| Task requirements |
• A. List the names of everyone who left a comment in the book discussion.
• B. In the book discussion, what courses does Brian Salato say often address the point that doing A and then seeing B happen does not mean A causes B?
• C. Go on with the book discussion, starting after its final sentence.

| Text |
— Begin —
These issues aside, I thought the book was decent and raised some interesting issues. As they mentioned, these results can be applied in many different areas such as making advertisements more memorable and making software more enjoyable to use.

#1- The Design of Everyday Things
#2- The Media Equation


Jared said...

It's true that the authors went into way to much detail in the first half, making it a fairly boring read. I agree that you can use this information to improve software, just by knowing the fundamental physcology behind how humans interact with computers.

Brian Salato said...

I think one important part you brought up was that just because you do A and then B happens does not mean that A causes B. Courses in statistics talk about this all of the time. It is important to realize that their could be some outside source C that causes both A and B. They did not seem to address this a lot.

John said...

Brian did a good job of singling out an excellent point you made in this post. While there are a number of the topics covered in the book were interesting and pertinent, the experiments felt weakly based and could mean a wildly different thing given another interpretation of the results.
— End —
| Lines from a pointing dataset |
— Begin —
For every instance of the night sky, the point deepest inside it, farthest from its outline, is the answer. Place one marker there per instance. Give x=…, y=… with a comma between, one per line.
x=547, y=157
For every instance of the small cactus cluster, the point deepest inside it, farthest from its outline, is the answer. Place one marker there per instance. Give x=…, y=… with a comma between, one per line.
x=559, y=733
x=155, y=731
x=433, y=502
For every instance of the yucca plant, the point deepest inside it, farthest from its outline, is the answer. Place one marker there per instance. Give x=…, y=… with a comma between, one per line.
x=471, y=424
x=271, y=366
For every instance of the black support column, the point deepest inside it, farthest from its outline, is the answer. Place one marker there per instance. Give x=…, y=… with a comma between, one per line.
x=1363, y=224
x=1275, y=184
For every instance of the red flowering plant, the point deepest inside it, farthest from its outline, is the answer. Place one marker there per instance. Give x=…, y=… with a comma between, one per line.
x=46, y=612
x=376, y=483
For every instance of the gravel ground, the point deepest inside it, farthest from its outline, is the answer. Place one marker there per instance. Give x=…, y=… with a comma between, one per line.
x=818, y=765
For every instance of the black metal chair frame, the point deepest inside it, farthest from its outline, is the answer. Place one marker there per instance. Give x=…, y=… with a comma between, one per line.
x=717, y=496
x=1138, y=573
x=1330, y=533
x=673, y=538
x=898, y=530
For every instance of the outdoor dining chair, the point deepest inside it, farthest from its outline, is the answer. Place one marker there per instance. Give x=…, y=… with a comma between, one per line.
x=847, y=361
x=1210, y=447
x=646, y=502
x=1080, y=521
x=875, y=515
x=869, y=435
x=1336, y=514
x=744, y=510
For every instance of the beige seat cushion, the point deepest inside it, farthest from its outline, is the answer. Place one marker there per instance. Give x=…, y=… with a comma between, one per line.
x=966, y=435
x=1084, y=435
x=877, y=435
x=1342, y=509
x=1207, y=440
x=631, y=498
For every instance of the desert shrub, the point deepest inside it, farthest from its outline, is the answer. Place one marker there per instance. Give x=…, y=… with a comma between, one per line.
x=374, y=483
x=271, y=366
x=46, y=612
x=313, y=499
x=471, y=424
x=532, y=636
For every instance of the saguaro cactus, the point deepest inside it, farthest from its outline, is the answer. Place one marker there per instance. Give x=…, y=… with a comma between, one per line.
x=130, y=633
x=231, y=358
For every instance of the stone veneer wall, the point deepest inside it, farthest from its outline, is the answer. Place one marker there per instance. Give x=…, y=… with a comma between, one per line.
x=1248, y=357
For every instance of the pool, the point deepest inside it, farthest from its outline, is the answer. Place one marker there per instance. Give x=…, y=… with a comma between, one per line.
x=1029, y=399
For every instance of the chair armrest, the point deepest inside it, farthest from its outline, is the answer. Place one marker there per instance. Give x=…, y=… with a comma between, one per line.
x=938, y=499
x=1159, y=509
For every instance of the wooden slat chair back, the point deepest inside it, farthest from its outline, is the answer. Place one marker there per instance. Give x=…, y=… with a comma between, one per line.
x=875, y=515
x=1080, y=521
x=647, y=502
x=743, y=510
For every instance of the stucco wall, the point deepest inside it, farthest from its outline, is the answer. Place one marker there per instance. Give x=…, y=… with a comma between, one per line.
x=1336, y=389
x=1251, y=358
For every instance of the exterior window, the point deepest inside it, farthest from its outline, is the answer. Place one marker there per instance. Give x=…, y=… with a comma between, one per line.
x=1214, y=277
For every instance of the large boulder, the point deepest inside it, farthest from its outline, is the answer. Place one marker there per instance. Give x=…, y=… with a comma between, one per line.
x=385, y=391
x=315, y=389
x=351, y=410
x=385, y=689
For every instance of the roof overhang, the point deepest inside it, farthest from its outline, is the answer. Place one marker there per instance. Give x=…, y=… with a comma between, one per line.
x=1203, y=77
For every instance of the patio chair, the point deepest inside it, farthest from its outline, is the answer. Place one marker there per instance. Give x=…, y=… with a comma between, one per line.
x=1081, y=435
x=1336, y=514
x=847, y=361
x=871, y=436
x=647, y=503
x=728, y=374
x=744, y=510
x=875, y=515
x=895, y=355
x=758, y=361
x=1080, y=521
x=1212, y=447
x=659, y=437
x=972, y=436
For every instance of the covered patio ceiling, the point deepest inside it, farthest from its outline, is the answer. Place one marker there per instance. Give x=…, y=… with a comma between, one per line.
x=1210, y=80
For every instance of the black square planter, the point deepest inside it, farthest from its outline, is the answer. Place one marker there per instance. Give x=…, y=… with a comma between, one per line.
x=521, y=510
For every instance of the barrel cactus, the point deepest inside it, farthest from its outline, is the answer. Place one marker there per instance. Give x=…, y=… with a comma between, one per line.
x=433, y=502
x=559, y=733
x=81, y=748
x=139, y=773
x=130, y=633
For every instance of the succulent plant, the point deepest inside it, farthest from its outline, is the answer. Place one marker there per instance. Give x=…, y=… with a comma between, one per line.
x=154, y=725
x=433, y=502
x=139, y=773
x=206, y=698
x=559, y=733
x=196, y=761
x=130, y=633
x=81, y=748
— End —
| Responses to the tasks |
• A. Jared, Brian Salato, John

• B. Courses in statistics.

• C.
IAmCole said...

I can go along with the fact that some of their experiments could be interesting. But their discussion of those experiments was terrible. I feel like if you sat in on our class, gave us the experiment results, and wrote down what we said, you would have a better book on your hands.

Kevin said...

There were definitely too many details on the experiments. I guess they need the details to show that their experiments aren't biased, but they can put the details in a research paper or something. The book should just contain the interesting stuff. I agree that some of the conclusions were a stretch. Some of the conclusions didn't even tell use anything we didn't already know.

jcelgin said...

I agree with Brian - they didn't do much to disprove potentially causal relationships, which, in my opinion, hurt the credibility of the book. The experiments weren't so well designed that they were beyond scrutiny.